### Passage to read
>>>>>
It is the purpose of this chapter to address the second stage of suspension feeding, as defined in Chapter 4: specific particle capture mechanisms at the appropriate suspension-feeding collecting surface. The theory for our approach to this is borrowed from physics and engineering literature, inclusive of sieving and the aerosol theory mechanisms. We are especially indebted to reviews by Rubenstein and Koehl (1977), LaBarbera (1984), and Shimeta and Jumars (1991), which help interpret this in a biological context. We also include a novel mechanism involving hydromechanical shear forces at the bivalve gill proposed by Jørgensen (1981a, 1983, 1990), which is not part of the classical particle capture theory. Other topics discussed here include the nature of seston, how sestonic particles reach the collector, and a brief consideration of those species where calculations of seston encounter efficiencies according to aerosol theory have been made.
<<<<<
### Complete the following
#1 Answer these questions from the passage on particle capture:
(a) Which stage of suspension feeding does the chapter address?
(b) From which literature is the theory for the approach borrowed?
(c) Who proposed the mechanism involving hydromechanical shear forces at the bivalve gill?
#2 For each statement, say whether it agrees with the passage on particle capture, and quote the words that decide it.
(a) The mechanism at the bivalve gill belongs to classical particle capture theory.
(b) The chapter covers the nature of seston.
(c) Chapter 4 defines the stages of suspension feeding.
#3 Please carry on the passage on particle capture from its last sentence.
Nothing in the listing is needed for this work.

### Extracted information
>>>>>
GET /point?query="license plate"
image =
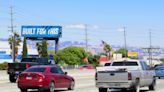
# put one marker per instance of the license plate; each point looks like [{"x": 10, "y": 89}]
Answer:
[{"x": 28, "y": 78}]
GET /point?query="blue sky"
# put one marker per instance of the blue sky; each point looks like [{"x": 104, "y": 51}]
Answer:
[{"x": 103, "y": 17}]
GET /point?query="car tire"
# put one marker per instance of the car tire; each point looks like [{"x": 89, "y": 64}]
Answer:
[
  {"x": 153, "y": 85},
  {"x": 23, "y": 90},
  {"x": 72, "y": 85},
  {"x": 51, "y": 87},
  {"x": 12, "y": 78},
  {"x": 103, "y": 89}
]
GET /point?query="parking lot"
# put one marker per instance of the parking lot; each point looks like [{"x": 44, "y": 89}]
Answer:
[{"x": 84, "y": 83}]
<<<<<
### Response list
#1
(a) The second stage: specific particle capture mechanisms at the appropriate suspension-feeding collecting surface.
(b) Physics and engineering literature.
(c) Jørgensen (1981a, 1983, 1990).

#2
(a) No: "which is not part of the classical particle capture theory"
(b) Yes: "Other topics discussed here include the nature of seston"
(c) Yes: "as defined in Chapter 4"

#3
Nature of seston

The type of particles which may be collected by suspension feeders are highly variable and dependent on the local conditions. Non-viable particles of silt, clay, sand, and detritus may be processed for the attached microbiota. Viable particles include bacteria, phytoplankton, invertebrate larvae, and eggs, many of which are weakly motile. Collectively, this material is referred to as seston (Fig. 5.1); it ranges in size from less than 1 μm up to 1000 μm or more.